Given instruction ->
Resume the exam question on prioritizing vulnerability mitigation from the point where it stops.

Text extract ->
======

350-201(NEW-127Q) Question #86: Real Exam Question with Answer & Explanation

The correct answer is C. Concentrate on correcting file server permissions, updating web server software, and remediating SSL/TLS configurations.. Option C correctly prioritizes the three vulnerabilities with the most immediate, technically exploitable risk: misconfigured file server permissions (direct unauthorized data access), outdated web server software (known CVEs on an internet-facing system), and insecure SSL/TLS co

Security Assessment and Vulnerability Management

Question

Refer to the exhibit. Vulnerability 1: Outdated web server software Vulnerability 2: Insecure SSL/TLS configurations Vulnerability 3: Unpatched database management system Vulnerability 4: Inadequate password policies Vulnerability 5: Misconfigured file server permissions A security analyst is reviewing a vulnerability assessment report for an organization and must recommend general mitigation steps to address the identified issues. The organization's environment consists of web applications, databases, and file servers. Based on the vulnerabilities in the exhibit, which action should the security analyst take first to mitigate the highest risks?

Options

  • AFocus on updating the web server software, patching the database management system, and correcting file server permissions.

======

Collected material ->
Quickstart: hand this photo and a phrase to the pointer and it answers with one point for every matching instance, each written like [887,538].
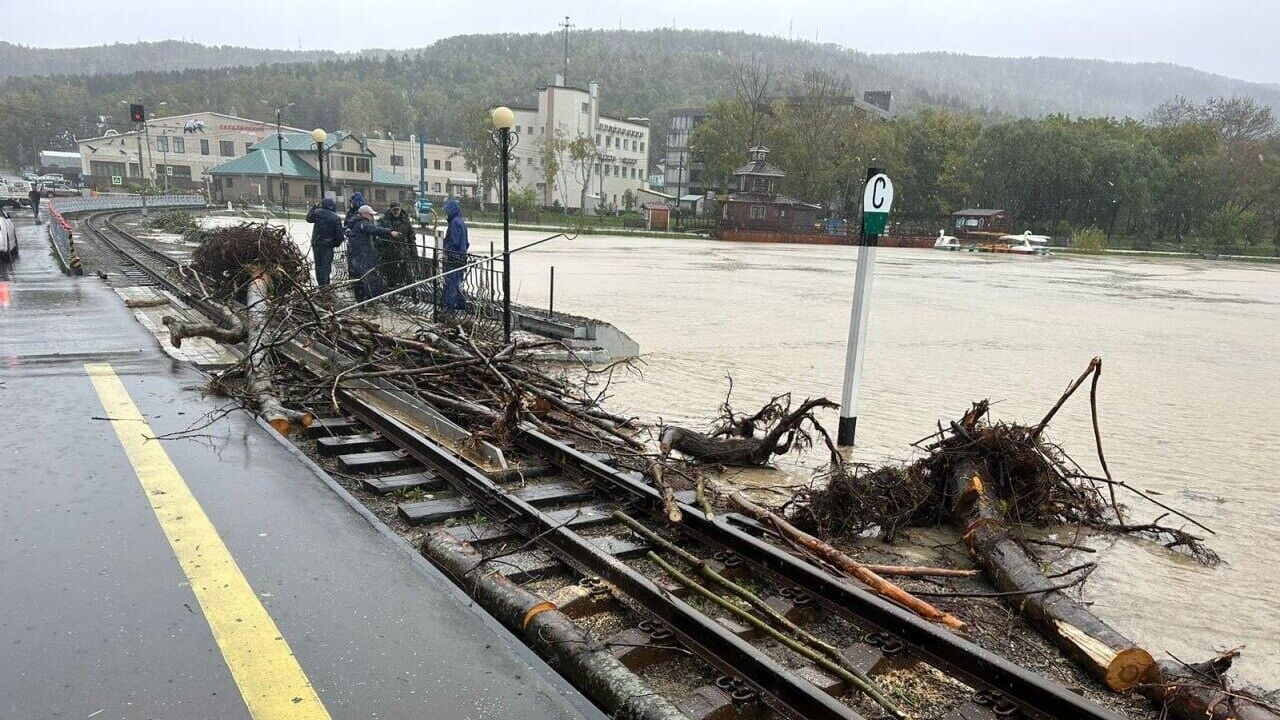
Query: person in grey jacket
[362,255]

======

Reply ->
  • BImplement a Web Application Firewall, deploy an Intrusion Detection System, and establish a Security Operations Center.
  • CConcentrate on correcting file server permissions, updating web server software, and remediating SSL/TLS configurations.
  • DPrioritize remediation of SSL/TLS configurations, enforcement of strong password policies, and implementation of network segmentation.

Explanation

Option C correctly prioritizes the three vulnerabilities with the most immediate, technically exploitable risk: misconfigured file server permissions (direct unauthorized data access), outdated web server software (known CVEs on an internet-facing system), and insecure SSL/TLS configurations (live exposure of data in transit). These are concrete, remediable misconfigurations that an attacker can exploit right now without prerequisites.

Option A is close but wrong - it swaps SSL/TLS remediation (Vulnerability 2, high exploitability) for database patching (Vulnerability 3), deprioritizing an actively exposed encryption weakness in favor of a less immediately reachable internal system.

Option B is a distractor for test takers who confuse adding new security tools (WAF, IDS, SOC) with fixing existing vulnerabilities - these are compensating controls, not remediations, and don't address any of the five listed issues directly.

Option D mixes a valid priority (SSL/TLS) with a lower-severity item (password policies require behavioral change and have slower ROI) and introduces network segmentation, which isn't even in the vulnerability list - it's creating new scope instead of remediating identified gaps.

Memory tip: Think "Fix what's broken before buying what's new." If you see an answer offering new infrastructure (WAF, IDS, SOC) when specific vulnerabilities are listed, eliminate it - the exam expects you to remediate identified issues first, not add compensating controls.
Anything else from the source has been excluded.